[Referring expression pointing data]
--- START ---

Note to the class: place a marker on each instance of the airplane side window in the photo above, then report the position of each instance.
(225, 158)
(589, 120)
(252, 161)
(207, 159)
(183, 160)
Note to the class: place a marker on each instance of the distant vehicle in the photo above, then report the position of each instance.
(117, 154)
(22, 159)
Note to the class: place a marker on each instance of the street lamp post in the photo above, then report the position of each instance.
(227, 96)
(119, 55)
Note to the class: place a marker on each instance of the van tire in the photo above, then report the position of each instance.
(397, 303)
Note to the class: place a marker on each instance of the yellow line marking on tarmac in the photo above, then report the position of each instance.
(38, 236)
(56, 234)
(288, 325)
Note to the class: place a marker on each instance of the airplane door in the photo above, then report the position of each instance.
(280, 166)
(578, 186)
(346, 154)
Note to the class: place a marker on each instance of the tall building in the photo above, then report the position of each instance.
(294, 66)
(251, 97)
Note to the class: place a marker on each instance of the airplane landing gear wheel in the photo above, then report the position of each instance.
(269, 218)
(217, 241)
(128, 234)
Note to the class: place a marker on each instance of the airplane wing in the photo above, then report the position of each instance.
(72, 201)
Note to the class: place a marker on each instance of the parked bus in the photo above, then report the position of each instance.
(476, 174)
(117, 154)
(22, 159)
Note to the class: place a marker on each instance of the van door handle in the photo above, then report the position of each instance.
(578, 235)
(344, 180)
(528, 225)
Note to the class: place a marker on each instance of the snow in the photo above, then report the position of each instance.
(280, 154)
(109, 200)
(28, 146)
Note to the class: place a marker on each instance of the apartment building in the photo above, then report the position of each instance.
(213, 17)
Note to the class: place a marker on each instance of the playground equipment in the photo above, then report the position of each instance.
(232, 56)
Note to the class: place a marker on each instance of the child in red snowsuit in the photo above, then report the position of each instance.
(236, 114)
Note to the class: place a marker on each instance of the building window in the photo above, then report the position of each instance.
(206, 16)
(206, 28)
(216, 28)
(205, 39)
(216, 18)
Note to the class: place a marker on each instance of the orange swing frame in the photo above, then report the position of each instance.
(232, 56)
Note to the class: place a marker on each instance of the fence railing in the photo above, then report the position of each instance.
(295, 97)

--- END ---

YOUR INSTRUCTIONS: The answer must be the complete set of entries, retyped exactly.

RESPONSE:
Note to the class: place a marker on each instance of the airplane side window in the photo above, then report the position of each instance.
(225, 158)
(589, 120)
(252, 161)
(207, 159)
(183, 160)
Note to the class: place a marker on each instance of the distant vehicle in the photo above, then report the position of each instance.
(117, 154)
(22, 159)
Note to the class: place a marker on each instance of the street lamp post in the photo above, then report the position of each instance.
(227, 96)
(119, 55)
Note to the class: place a marker on each instance of the van tire in the photo above, then report the position of each instance.
(397, 303)
Note to the class: place a marker on each instance of the yellow line marking on tarmac in the photo above, then report the position of each instance.
(38, 236)
(56, 234)
(288, 325)
Note to the class: place a marker on each instance of the airplane door in the photo above, then report the position of each instance.
(280, 166)
(578, 186)
(346, 154)
Note to the class: place a marker on each instance of the tall building in the photo above, then report the position of each instance.
(294, 66)
(251, 97)
Note to the class: place a marker on each instance of the airplane landing gear wheel in the photo above, then report the position of each instance.
(269, 218)
(217, 241)
(128, 234)
Note to the class: place a marker on each instance of the airplane wing in the photo above, then report the position of each instance.
(72, 201)
Note to the class: place a marker on each instance of the parked bus in the photo above, then report the position of each instance.
(476, 174)
(117, 154)
(22, 159)
Note to the class: place a marker on each instance of the van door handle in the photo above, then report the position of each instance.
(578, 235)
(344, 180)
(528, 225)
Note to the class: place a marker on each instance of the snow in the photo above, then report the position of each instance.
(280, 154)
(109, 200)
(28, 146)
Note to the class: place a marker on each instance of the apartment building in the photo above, then report the position of each instance.
(213, 17)
Note to the class: place a marker on each instance of the playground equipment in the photo above, then report the position of each instance.
(232, 56)
Note to the class: place a marker on each instance of the child in red snowsuit in the photo above, then report the position of each instance.
(236, 114)
Note to the class: place a marker on each instance of the building window in the photo above, then report the position of each instance.
(206, 16)
(206, 28)
(216, 28)
(205, 39)
(216, 18)
Note to the class: place a marker on each instance of the orange swing frame in the photo above, then report the position of each instance.
(232, 56)
Note to the class: place a marker on each instance of the fence railing in the photo above, then report the position of each instance.
(295, 97)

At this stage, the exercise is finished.